**PAGE EXTRACT**

────────────────────────────────────────

Coelho's Brida Given Bad-Sex Fiction Prize

Spiritual Subgenre of Erotic Fiction Seldom Excites Readers

© Simone Keiran

Jan 12, 2009
The Ecstasy of St. Teresa by Bernini, Photo: Loyola University, Chicago
If this is supposed to be one of our peak human spiritual experiences, why are so few fictional accounts of it enjoyable to read? How do authors ruin it?

What links well-known, but divergent authors, Paolo Coelho and John Updike together? They both write novels about human spirituality, including spirituality that is experienced or empowered through sexual congress, and they do it very badly. Their erotic writing is so atrocious, according to Literary Review, which included the offensive excerpts on its web-published announcement, the authors were presented with “Bad Sex in Fiction” awards in November, 2008, Updike with a Lifetime Achievement Award for having garnered the prize four previous times.

────────────────────────────────────────

**REQUESTS**
(A) Using the article on the Bad Sex in Fiction awards, answer each question on its own line:
(i) What date does the article carry?
(ii) Which work by Bernini is shown in the pictured image?
(iii) How many previous times had Updike garnered the prize before his Lifetime Achievement Award?
(B) Rewrite the passage of the award article starting at "Coelho's Brida Given" and ending at "authors ruin it?", renaming "Brida" to "Eleven Minutes" throughout.
None of the material that comes after this text has any bearing on what is asked here.

────────────────────────────────────────

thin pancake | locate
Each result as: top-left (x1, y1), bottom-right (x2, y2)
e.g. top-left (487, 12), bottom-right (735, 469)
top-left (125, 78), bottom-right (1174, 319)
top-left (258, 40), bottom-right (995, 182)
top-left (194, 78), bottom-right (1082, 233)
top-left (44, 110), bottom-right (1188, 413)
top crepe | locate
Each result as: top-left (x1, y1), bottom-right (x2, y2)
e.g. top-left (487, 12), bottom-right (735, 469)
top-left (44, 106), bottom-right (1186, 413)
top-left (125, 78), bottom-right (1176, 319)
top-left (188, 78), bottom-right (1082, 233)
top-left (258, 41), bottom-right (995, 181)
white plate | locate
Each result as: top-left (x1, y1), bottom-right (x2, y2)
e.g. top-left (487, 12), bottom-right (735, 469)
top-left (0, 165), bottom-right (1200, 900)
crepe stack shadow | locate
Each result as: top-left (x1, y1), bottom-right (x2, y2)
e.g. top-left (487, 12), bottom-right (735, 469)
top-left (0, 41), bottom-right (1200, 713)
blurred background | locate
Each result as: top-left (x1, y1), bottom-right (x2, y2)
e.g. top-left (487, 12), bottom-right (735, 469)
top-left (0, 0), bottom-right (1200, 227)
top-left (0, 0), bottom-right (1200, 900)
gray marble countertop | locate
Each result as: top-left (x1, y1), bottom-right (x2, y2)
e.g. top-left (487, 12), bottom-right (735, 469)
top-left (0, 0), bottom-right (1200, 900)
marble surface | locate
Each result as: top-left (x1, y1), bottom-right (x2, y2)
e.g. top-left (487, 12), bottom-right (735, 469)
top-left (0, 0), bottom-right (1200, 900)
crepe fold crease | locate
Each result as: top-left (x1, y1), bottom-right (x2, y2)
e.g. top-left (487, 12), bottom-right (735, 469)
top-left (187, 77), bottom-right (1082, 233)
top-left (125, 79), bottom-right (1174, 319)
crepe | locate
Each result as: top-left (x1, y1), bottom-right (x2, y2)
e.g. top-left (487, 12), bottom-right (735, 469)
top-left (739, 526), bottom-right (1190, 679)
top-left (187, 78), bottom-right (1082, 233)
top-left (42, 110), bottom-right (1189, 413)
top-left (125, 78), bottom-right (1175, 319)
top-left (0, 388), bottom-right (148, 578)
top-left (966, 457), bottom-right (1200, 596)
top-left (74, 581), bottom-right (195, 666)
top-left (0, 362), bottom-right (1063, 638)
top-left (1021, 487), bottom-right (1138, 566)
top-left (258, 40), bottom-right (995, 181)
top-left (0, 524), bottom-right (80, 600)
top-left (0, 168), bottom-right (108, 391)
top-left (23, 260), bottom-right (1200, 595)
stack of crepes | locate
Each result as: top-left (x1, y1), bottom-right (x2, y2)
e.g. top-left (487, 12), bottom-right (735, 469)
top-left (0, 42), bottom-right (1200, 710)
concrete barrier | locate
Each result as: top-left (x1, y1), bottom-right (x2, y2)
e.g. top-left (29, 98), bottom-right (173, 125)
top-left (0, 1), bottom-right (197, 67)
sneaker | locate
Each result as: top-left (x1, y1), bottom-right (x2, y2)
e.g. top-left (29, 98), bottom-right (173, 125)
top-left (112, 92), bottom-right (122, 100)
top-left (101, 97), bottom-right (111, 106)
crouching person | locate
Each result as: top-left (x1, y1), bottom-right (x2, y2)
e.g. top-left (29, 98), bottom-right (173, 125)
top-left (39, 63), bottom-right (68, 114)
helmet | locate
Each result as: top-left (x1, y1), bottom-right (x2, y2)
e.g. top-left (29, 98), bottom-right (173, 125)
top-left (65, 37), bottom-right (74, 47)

────────────────────────────────────────

**SOLUTIONS IN ORDER**
(A)
(i) Jan 12, 2009
(ii) The Ecstasy of St. Teresa
(iii) Four

(B)
Coelho's Eleven Minutes Given Bad-Sex Fiction Prize

Spiritual Subgenre of Erotic Fiction Seldom Excites Readers

© Simone Keiran

Jan 12, 2009
The Ecstasy of St. Teresa by Bernini, Photo: Loyola University, Chicago
If this is supposed to be one of our peak human spiritual experiences, why are so few fictional accounts of it enjoyable to read? How do authors ruin it?